Look through the lines below, find those with the word "every", and copy them.

##### MATERIAL FOR THIS EXERCISE

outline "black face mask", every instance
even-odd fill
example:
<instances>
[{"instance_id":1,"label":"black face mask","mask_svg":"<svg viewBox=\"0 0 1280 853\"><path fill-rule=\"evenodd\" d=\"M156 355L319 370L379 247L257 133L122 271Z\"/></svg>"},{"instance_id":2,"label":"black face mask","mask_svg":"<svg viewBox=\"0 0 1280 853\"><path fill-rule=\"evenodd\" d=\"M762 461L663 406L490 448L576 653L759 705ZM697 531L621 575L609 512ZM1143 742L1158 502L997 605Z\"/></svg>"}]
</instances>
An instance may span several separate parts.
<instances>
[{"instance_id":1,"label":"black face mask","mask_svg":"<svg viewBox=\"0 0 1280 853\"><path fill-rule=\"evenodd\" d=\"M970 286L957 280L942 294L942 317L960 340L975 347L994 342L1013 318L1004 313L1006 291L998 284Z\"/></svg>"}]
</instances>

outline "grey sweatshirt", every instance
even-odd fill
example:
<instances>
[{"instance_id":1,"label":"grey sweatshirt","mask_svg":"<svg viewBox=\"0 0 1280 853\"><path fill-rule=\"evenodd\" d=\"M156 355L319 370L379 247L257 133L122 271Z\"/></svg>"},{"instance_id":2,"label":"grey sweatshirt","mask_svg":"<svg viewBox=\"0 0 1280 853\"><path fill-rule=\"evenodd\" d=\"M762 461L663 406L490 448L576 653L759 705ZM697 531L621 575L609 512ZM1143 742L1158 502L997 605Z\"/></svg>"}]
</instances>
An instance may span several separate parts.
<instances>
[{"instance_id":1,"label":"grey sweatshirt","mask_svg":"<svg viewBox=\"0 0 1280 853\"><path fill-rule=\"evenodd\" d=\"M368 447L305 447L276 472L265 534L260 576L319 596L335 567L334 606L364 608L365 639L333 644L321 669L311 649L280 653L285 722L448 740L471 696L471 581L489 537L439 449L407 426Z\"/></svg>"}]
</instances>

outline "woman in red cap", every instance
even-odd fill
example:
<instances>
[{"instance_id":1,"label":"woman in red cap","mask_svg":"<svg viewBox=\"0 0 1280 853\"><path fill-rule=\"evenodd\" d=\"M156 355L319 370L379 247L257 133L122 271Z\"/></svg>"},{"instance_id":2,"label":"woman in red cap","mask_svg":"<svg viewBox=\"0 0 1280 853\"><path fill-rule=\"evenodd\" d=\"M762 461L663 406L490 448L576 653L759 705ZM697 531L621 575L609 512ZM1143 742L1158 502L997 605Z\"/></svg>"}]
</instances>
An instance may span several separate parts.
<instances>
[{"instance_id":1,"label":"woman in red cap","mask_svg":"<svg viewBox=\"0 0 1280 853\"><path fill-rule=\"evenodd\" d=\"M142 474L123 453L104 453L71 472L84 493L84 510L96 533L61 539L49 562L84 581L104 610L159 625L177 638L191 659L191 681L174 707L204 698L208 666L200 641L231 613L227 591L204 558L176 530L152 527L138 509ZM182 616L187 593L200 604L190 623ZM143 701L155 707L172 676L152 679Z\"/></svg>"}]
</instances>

##########

● **SOLUTION TO THIS PROBLEM**
outline "black face mask", every instance
outline "grey sweatshirt", every instance
outline "woman in red cap", every instance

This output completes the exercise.